EXERCÍCIOS:
**A)** Segundo o texto sobre os conflitos esquecidos, por que o Council of Foreign Relations conta pelo menos 27 crises em curso? Responda em até três frases.
**B)** Reproduza o trecho do texto sobre os conflitos esquecidos que começa nas palavras "19 Abril 2022" e termina depois de "de Luisa Rabolini.".

TEXTO:
+ + + +
19 Abril 2022
Risco global. Guerras mais ou menos conhecidas, de Moçambique à Etiópia, do México ao Iêmen, até o pesadelo do Afeganistão que voltou a mergulhar no obscurantismo com os Talibãs e nas crescentes tensões no Mar da China.
A reportagem é de Alberto Magnani, publicada por Il Sole 24 Ore, 17-04-2022. A tradução é de Luisa Rabolini.
Quase 4 mil vítimas, pelo menos 800 mil deslocados, execuções sumárias de civis. Parecem as notícias que chegam diariamente da Ucrânia, centro da escalada que fez com que a guerra retornasse nas fronteiras europeias. Só que estamos falando de Moçambique, o estado da África Austral castigado pelo aumento da violência jihadista na província setentrional de Cabo Delgado. As tensões que desgastam o país, um dos mais pobres do continente e do mundo, são um exemplo dos conflitos "esquecidos" que ocorrem paralelamente ao da Ucrânia: guerras propriamente ditas, desordens, violências contra civis perpetradas por milícias terroristas ou por forças de segurança estatais que deveriam contê-las.
Mapa de Moçambique, destaque para Cabo Delgado e Pemba. Fonte: Wikicommons
Não é fácil chegar a um levantamento global, mas as estimativas convergem na ordem das dezenas de guerras e crises militares em curso em 2022. O Council of Foreign Relations, think tank estadunidense, detecta pelo menos 27 crises em curso, limitando-se àqueles com um interesse mais ou menos incisivo na política externa dos EUA. Outros levantamentos empurram o total para mais que o dobro, falando de cerca de 60 conflitos ao redor do mundo. Com números arrepiantes sobre as vítimas: o banco de dados especializado da Acled registrou quase 151 mil apenas entre abril de 2021 e abril de 2022, dentro e fora do perímetro das “guerras” tradicionais. Eles vão do massacre da violência criminosa no México, com pelo menos 150 mil vítimas desde 2006, até a crise humanitária na Venezuela; das consequências do golpe de estado em Mianmar em 2021 à guerra civil que divide Camarões; da eclosão da violência no Sahel ao destino incerto do Afeganistão, abandonado a si mesmo após o retorno ao poder dos Talibãs.
Não é surpresa que as duas frentes mais quentes ainda sejam a África, especialmente na região subsaariana, e o Oriente Médio. A África testemunhou um crescendo ainda mais abrupto de instabilidade sob a Covid, a pandemia que interrompeu mais de duas décadas de crescimento e alimentou as crises latentes - ou já explodidas - em várias regiões do continente. Além do caso de Moçambique, preso entre a ascensão das milícias e a ineficácia da repressão estatal, o continente é disseminado por conflitos envolvendo gangues armadas, forças filiadas a redes islamistas ou exércitos regulares.
+ + + +
MATERIAL DE ESTUDO:
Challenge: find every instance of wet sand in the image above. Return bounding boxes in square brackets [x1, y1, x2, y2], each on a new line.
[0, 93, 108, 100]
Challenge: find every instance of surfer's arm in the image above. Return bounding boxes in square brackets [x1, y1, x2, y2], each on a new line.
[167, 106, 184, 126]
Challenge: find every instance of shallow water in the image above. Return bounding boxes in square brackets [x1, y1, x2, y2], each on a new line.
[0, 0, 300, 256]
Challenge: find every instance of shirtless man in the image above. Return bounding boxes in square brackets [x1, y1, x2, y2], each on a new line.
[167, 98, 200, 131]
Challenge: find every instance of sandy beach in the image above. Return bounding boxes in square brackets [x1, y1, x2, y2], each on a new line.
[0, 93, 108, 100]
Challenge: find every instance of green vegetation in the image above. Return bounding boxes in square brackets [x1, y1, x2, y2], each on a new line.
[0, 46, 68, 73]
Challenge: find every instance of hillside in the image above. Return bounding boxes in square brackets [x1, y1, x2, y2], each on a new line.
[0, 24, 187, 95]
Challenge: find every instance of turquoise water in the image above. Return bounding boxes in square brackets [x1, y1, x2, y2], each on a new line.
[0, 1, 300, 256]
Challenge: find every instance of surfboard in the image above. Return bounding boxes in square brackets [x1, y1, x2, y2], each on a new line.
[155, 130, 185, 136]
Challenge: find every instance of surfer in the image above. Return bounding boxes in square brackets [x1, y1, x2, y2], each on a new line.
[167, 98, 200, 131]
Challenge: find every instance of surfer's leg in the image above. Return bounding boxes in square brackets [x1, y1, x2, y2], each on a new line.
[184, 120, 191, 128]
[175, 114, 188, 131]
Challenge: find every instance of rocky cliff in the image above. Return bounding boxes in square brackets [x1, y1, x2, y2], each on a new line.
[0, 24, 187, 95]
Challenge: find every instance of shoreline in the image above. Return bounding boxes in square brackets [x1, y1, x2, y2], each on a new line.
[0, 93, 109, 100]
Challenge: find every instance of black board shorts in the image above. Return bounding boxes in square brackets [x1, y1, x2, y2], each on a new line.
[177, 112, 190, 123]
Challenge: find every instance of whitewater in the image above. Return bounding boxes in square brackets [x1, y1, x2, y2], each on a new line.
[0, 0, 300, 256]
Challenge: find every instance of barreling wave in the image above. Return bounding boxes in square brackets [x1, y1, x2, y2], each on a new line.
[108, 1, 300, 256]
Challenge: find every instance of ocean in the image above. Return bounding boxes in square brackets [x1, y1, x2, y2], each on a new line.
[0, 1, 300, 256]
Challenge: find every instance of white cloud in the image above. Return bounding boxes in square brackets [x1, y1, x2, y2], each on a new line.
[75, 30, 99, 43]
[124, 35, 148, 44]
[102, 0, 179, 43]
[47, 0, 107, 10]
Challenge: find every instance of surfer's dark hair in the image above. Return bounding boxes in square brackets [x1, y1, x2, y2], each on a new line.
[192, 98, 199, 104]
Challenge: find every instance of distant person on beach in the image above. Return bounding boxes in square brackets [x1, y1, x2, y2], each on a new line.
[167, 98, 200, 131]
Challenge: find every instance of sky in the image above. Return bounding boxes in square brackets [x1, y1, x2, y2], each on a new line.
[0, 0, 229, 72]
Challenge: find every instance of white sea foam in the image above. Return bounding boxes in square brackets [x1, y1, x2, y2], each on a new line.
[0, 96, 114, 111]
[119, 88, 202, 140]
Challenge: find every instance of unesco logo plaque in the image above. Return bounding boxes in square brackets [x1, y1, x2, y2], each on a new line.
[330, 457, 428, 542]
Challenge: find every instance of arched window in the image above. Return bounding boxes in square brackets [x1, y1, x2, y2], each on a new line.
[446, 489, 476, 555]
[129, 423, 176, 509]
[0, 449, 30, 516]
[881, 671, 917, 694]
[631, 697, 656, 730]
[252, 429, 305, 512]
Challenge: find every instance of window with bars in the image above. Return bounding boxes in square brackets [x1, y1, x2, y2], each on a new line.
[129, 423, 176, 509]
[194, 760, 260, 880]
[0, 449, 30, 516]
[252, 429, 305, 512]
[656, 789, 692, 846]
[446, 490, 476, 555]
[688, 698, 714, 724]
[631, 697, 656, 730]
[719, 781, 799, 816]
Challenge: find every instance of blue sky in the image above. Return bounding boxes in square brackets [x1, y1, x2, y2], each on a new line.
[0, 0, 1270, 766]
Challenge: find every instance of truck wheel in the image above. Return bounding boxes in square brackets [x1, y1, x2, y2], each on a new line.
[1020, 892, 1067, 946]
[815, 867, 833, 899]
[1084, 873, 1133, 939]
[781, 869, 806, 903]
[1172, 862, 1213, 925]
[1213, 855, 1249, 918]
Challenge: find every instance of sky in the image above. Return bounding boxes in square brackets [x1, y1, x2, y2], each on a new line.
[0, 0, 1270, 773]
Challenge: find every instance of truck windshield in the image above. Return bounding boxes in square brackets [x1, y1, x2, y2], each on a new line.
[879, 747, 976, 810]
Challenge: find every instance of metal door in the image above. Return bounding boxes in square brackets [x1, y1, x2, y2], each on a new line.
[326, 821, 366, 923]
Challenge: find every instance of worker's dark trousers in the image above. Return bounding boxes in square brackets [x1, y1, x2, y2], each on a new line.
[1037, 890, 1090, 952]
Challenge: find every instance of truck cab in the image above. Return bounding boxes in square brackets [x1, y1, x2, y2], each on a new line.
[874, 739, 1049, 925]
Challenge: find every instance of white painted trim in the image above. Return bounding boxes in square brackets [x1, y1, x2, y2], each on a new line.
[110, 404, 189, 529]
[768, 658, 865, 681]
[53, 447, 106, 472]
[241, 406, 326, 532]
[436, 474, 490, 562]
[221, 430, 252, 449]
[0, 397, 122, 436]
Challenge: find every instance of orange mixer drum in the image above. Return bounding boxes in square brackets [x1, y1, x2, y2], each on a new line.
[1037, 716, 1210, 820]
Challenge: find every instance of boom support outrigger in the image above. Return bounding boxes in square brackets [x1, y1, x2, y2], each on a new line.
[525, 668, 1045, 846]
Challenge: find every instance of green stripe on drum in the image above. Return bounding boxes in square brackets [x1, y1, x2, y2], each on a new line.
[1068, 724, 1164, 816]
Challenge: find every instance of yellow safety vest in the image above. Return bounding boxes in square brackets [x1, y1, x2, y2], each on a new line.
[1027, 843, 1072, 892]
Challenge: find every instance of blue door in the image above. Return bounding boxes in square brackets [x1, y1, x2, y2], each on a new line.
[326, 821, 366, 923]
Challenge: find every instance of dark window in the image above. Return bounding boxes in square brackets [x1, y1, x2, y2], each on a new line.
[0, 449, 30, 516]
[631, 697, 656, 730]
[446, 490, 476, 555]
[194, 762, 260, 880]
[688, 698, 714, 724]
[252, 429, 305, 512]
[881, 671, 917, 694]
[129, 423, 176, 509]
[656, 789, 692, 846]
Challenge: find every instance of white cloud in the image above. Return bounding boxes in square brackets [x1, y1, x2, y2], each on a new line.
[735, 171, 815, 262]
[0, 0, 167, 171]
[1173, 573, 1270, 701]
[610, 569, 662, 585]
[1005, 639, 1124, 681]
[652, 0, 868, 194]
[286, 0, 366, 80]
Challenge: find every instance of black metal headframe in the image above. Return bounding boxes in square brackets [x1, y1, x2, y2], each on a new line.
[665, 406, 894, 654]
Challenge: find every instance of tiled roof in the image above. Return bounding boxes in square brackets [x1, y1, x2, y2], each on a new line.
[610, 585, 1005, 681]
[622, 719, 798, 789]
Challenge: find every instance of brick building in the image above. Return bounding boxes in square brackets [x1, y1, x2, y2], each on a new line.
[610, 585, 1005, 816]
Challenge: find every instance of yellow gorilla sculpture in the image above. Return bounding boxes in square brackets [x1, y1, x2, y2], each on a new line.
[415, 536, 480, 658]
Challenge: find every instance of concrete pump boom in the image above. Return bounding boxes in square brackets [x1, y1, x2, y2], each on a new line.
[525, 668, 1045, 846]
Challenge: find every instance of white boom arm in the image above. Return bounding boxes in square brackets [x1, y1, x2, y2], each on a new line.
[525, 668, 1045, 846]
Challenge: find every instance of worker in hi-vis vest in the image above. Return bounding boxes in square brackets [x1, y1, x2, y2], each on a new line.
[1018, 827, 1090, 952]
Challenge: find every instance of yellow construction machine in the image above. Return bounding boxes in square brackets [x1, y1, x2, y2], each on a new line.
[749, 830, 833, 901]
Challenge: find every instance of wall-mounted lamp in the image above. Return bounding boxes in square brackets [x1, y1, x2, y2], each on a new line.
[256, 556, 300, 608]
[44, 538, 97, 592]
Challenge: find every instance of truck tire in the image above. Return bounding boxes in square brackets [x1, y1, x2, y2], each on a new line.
+ + + +
RESPOSTAS:
**A)** Porque esse think tank estadunidense se limita às crises em que há um interesse mais ou menos incisivo na política externa dos EUA. Outros levantamentos chegam a mais que o dobro, falando de cerca de 60 conflitos no mundo.

**B)**
19 Abril 2022
Risco global. Guerras mais ou menos conhecidas, de Moçambique à Etiópia, do México ao Iêmen, até o pesadelo do Afeganistão que voltou a mergulhar no obscurantismo com os Talibãs e nas crescentes tensões no Mar da China.
A reportagem é de Alberto Magnani, publicada por Il Sole 24 Ore, 17-04-2022. A tradução é de Luisa Rabolini.